▸ TASK OBJECTIVE
Every line in the data must be transcribed exactly.

***** ENTRIES SHOWN

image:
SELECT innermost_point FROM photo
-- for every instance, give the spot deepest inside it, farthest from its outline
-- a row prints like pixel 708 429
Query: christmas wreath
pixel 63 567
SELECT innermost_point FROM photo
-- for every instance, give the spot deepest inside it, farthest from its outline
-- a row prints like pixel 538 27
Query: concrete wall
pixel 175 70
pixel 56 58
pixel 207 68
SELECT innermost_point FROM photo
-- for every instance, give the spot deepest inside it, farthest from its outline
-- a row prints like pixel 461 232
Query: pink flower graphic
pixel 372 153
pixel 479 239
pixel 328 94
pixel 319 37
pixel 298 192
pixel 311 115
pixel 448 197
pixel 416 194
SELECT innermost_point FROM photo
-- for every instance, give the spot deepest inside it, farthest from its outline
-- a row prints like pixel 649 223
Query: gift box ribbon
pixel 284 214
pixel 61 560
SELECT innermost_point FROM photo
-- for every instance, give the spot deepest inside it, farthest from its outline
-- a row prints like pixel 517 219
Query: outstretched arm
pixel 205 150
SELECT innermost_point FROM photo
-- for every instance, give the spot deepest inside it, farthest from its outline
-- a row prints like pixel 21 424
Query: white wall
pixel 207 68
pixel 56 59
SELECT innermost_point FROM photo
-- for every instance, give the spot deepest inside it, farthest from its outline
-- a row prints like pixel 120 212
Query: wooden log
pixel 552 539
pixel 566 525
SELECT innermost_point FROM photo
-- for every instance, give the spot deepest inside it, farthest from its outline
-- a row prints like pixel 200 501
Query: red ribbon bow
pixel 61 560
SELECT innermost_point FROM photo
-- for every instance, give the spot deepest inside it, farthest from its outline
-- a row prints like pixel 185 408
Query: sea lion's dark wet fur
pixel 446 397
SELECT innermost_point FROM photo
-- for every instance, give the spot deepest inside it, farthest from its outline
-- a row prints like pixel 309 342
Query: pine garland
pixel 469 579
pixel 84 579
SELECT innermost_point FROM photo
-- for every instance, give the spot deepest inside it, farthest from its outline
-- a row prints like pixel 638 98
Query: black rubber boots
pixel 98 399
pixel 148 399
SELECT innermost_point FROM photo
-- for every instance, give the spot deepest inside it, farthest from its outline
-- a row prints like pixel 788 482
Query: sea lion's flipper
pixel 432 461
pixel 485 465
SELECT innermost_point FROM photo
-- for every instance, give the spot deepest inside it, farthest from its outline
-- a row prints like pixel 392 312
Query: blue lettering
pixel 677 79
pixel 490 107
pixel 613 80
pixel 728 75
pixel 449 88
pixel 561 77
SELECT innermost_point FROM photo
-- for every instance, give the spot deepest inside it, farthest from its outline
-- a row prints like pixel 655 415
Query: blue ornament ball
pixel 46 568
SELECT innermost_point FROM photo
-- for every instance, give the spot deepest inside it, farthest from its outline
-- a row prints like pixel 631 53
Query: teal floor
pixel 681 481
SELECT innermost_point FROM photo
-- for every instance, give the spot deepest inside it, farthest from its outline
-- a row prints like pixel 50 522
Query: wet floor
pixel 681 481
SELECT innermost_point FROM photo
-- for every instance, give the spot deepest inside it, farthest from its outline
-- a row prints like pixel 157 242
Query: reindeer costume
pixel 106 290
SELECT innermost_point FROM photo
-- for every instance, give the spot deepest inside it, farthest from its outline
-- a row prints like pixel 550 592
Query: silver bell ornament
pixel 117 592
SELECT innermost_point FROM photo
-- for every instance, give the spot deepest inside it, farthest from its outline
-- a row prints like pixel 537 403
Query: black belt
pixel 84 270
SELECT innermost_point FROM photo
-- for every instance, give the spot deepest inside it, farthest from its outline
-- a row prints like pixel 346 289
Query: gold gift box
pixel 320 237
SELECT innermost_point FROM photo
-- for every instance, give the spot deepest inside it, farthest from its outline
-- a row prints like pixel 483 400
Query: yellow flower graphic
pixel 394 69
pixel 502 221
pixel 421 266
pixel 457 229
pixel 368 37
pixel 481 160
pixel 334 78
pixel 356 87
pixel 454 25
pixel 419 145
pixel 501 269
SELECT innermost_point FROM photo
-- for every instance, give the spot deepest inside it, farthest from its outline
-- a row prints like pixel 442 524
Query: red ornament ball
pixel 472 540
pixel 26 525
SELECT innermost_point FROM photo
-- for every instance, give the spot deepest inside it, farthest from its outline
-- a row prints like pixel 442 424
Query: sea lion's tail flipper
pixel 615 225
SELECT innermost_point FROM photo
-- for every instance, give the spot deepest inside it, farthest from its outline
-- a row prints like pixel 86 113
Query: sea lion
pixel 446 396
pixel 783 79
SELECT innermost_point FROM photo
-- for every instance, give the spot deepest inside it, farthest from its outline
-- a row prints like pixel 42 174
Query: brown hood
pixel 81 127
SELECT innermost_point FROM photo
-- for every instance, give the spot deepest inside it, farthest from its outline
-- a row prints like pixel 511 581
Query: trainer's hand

**********

▸ RESULT OF THE TASK
image:
SELECT innermost_point FROM photo
-- for every instance, give the spot deepest inside it, farthest from its outline
-- a row prints like pixel 708 429
Query: christmas wreath
pixel 63 567
SELECT innermost_point FROM photo
-- for every instance, give the spot deepest inside it, farthest from its outline
-- a row prints like pixel 538 27
Query: concrete wall
pixel 175 70
pixel 56 58
pixel 207 68
SELECT innermost_point FROM photo
-- for every instance, give the spot deepest inside it, farthest from its outline
-- a row prints like pixel 461 232
Query: pink flower graphic
pixel 372 153
pixel 479 239
pixel 328 94
pixel 319 37
pixel 298 192
pixel 311 115
pixel 448 197
pixel 416 194
SELECT innermost_point FROM photo
-- for every instance, give the spot deepest inside it, farthest from its outline
-- a row prints like pixel 649 223
Query: gift box ribbon
pixel 284 214
pixel 61 560
SELECT innermost_point FROM photo
-- for every instance, give the spot deepest inside it, farthest from its outline
-- a row prints like pixel 517 219
Query: outstretched arm
pixel 205 150
SELECT innermost_point FROM photo
-- for every instance, give the spot deepest inside it, farthest from its outline
-- a row prints like pixel 21 424
Query: white wall
pixel 207 68
pixel 56 59
SELECT innermost_point FROM photo
-- for every instance, give the spot deepest inside it, farthest from its outline
-- a row prints like pixel 120 212
Query: wooden log
pixel 552 539
pixel 566 525
SELECT innermost_point FROM photo
-- for every instance, give the spot deepest inside it, farthest from its outline
-- a row prints like pixel 200 501
Query: red ribbon bow
pixel 61 560
SELECT innermost_point FROM photo
-- for every instance, give the spot deepest inside it, farthest from its outline
-- a row prints like pixel 185 408
Query: sea lion's dark wet fur
pixel 446 397
SELECT innermost_point FROM photo
-- for every instance, give the spot deepest inside it, farthest from its outline
-- a row prints like pixel 309 342
Query: pine garland
pixel 469 579
pixel 84 579
SELECT innermost_point FROM photo
-- for every instance, give the spot deepest inside it, farthest from its outline
-- a row prints like pixel 638 98
Query: black rubber boots
pixel 98 399
pixel 148 399
SELECT innermost_point FROM photo
-- for every instance, give the spot deepest inside it, farthest from its outline
-- a row prints like pixel 788 482
Query: sea lion's flipper
pixel 432 461
pixel 485 465
SELECT innermost_point FROM photo
-- for every instance, give the spot deepest inside it, farthest from its outline
-- a row prints like pixel 392 312
Query: blue lettering
pixel 677 79
pixel 490 107
pixel 613 80
pixel 728 75
pixel 449 88
pixel 561 77
SELECT innermost_point FROM photo
-- for every instance, give the spot deepest inside it, farthest from its outline
-- a row prints like pixel 655 415
Query: blue ornament ball
pixel 46 568
SELECT innermost_point FROM photo
-- for every instance, give the spot deepest inside it, farthest from its outline
-- a row prints like pixel 631 53
Query: teal floor
pixel 681 481
SELECT innermost_point FROM photo
-- for every instance, give the spot deepest inside it, farthest from its outline
-- a row prints like pixel 50 522
Query: wet floor
pixel 681 481
SELECT innermost_point FROM photo
-- for every instance, give the spot deepest inside it, farthest from its outline
-- a row prints like pixel 157 242
Query: reindeer costume
pixel 106 290
SELECT innermost_point FROM photo
-- for every instance, give the spot deepest inside it, farthest from its outline
-- a row prints like pixel 550 592
Query: silver bell ornament
pixel 117 592
SELECT innermost_point FROM photo
-- for every instance, give the spot deepest inside it, farthest from its outline
-- a row prints like pixel 537 403
Query: black belt
pixel 84 270
SELECT innermost_point FROM photo
-- for every instance, give the spot deepest inside it, farthest from its outline
-- a row prints like pixel 346 289
Query: gold gift box
pixel 320 237
SELECT innermost_point FROM photo
-- for every instance, give the spot deepest inside it, farthest from its outline
-- a row prints like pixel 483 400
Query: yellow flower graphic
pixel 394 69
pixel 502 221
pixel 421 266
pixel 457 229
pixel 368 37
pixel 481 160
pixel 334 78
pixel 356 87
pixel 454 25
pixel 419 145
pixel 501 269
SELECT innermost_point FROM photo
-- for every instance, give the spot deepest inside it, farthest from its outline
-- a row prints like pixel 442 524
Query: red ornament ball
pixel 472 540
pixel 26 525
SELECT innermost_point FROM photo
-- for every instance, give the spot deepest inside it, farthest from its outline
-- a row prints like pixel 442 424
Query: sea lion's tail flipper
pixel 615 225
SELECT innermost_point FROM photo
-- for every instance, give the spot deepest inside it, farthest from its outline
-- a row prints like pixel 86 113
Query: sea lion
pixel 446 396
pixel 783 79
SELECT innermost_point FROM photo
-- for every instance, give the spot deepest inside it, farthest from its outline
-- a row prints like pixel 42 174
Query: brown hood
pixel 81 127
SELECT innermost_point FROM photo
-- for every instance, give the spot deepest inside it, farthest from its outline
-- a row prints like pixel 511 581
Query: trainer's hand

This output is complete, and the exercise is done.